▶ _Exercise objective_:
Rewrite all of the records below with "Target" replaced by "Category" and everything else left unchanged. Omit the pictures from your answer.

--- START OF Exercise inputs ---

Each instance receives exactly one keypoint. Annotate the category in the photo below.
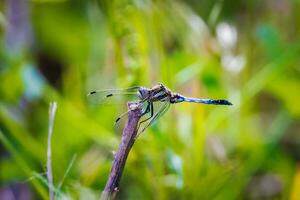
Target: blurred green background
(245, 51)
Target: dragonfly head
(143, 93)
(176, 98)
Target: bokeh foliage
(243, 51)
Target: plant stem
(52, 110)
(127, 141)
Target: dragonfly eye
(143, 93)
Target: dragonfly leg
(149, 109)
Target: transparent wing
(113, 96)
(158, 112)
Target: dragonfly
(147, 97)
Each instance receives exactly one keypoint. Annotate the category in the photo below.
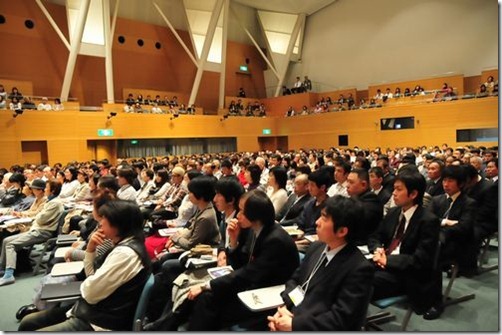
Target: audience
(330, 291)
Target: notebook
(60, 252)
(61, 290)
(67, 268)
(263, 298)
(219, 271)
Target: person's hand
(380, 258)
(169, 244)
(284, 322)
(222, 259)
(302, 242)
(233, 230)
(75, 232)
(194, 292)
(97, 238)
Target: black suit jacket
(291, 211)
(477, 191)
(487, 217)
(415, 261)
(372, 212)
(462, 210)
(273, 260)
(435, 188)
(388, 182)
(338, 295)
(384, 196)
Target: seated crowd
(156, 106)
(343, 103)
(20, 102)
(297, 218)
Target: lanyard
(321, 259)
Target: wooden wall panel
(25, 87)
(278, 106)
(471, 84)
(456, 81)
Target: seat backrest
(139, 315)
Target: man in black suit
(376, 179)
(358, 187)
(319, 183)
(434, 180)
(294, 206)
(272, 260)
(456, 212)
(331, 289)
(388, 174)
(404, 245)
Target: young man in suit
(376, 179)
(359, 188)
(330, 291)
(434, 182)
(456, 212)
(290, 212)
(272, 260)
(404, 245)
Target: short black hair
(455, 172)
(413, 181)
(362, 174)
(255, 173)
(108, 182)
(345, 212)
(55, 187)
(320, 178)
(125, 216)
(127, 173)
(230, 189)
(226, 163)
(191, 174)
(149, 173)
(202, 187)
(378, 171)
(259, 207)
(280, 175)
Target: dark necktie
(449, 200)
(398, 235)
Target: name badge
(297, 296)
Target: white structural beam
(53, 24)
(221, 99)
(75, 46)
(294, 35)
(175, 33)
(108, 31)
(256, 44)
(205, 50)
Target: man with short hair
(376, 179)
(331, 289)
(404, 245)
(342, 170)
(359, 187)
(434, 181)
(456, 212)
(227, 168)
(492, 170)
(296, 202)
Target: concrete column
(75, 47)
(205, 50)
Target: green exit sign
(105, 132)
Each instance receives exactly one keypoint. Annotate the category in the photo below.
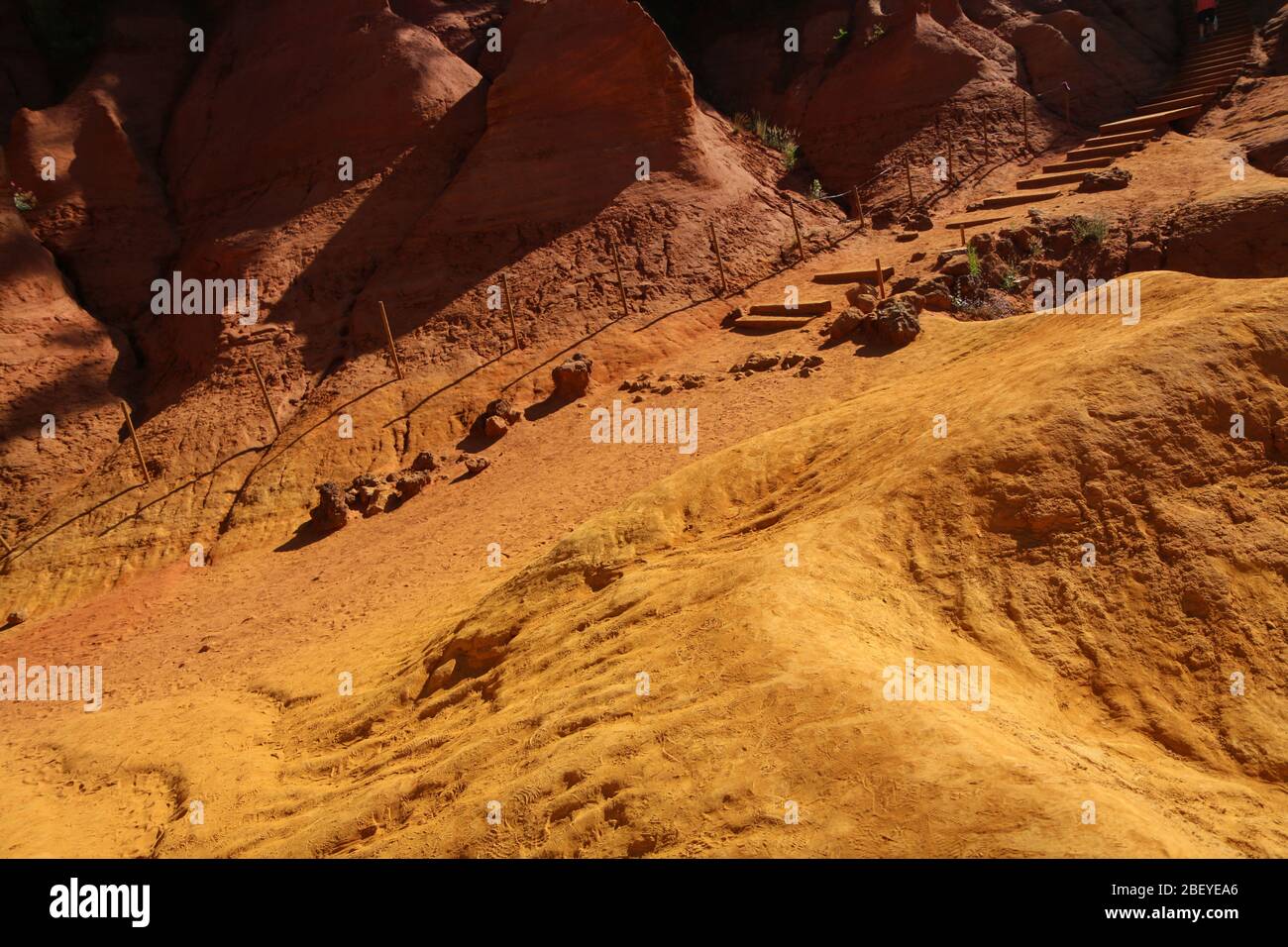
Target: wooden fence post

--- END OF Exercise inputs ---

▶ _Task response_:
Each instance receives exactly one keypoint. Annotate the category in the photo below.
Category: blurred green background
(245, 51)
Category: dragonfly head
(143, 93)
(176, 98)
Category: bokeh foliage
(243, 51)
Category: plant stem
(52, 110)
(127, 141)
Category: dragonfly eye
(143, 93)
Category: dragonfly leg
(149, 109)
Category: transparent wing
(113, 96)
(158, 112)
Category: dragonfly
(147, 97)
Each instance receives exactly one keypoint. Annotate the category in the photo below.
Category: audience
(330, 291)
Category: notebook
(60, 252)
(61, 290)
(67, 268)
(263, 298)
(219, 271)
Category: person's hand
(380, 258)
(169, 244)
(284, 322)
(222, 259)
(302, 242)
(233, 230)
(75, 232)
(194, 292)
(97, 238)
Category: black suit jacket
(291, 211)
(477, 191)
(487, 217)
(415, 261)
(372, 212)
(462, 210)
(273, 260)
(435, 188)
(388, 182)
(338, 295)
(384, 196)
Category: seated crowd
(156, 106)
(343, 103)
(20, 102)
(297, 218)
Category: lanyard
(321, 259)
Category: wooden wall panel
(25, 87)
(278, 106)
(471, 84)
(456, 81)
Category: seat backrest
(139, 315)
Category: man in black suit
(376, 179)
(358, 187)
(319, 183)
(434, 180)
(294, 206)
(272, 260)
(456, 212)
(331, 289)
(388, 174)
(404, 245)
Category: young man in suit
(376, 179)
(359, 188)
(330, 291)
(434, 182)
(456, 212)
(290, 212)
(272, 260)
(404, 245)
Category: short black hair
(455, 172)
(413, 181)
(362, 174)
(255, 173)
(108, 182)
(345, 212)
(55, 187)
(320, 178)
(125, 216)
(127, 173)
(230, 189)
(226, 163)
(191, 174)
(149, 173)
(202, 187)
(378, 171)
(259, 207)
(280, 175)
Category: dark necktie
(449, 200)
(398, 235)
Category: name badge
(297, 296)
Category: white structural beam
(53, 24)
(221, 99)
(75, 46)
(294, 35)
(175, 33)
(108, 31)
(256, 44)
(205, 50)
Category: man with short hair
(376, 179)
(331, 289)
(404, 245)
(342, 170)
(359, 187)
(434, 181)
(456, 212)
(227, 168)
(492, 170)
(296, 202)
Category: concrete column
(75, 47)
(205, 50)
Category: green exit sign
(105, 132)
Each instance receives exactly one keypoint. Annotate the category in the photo below.
Category: wooden fence post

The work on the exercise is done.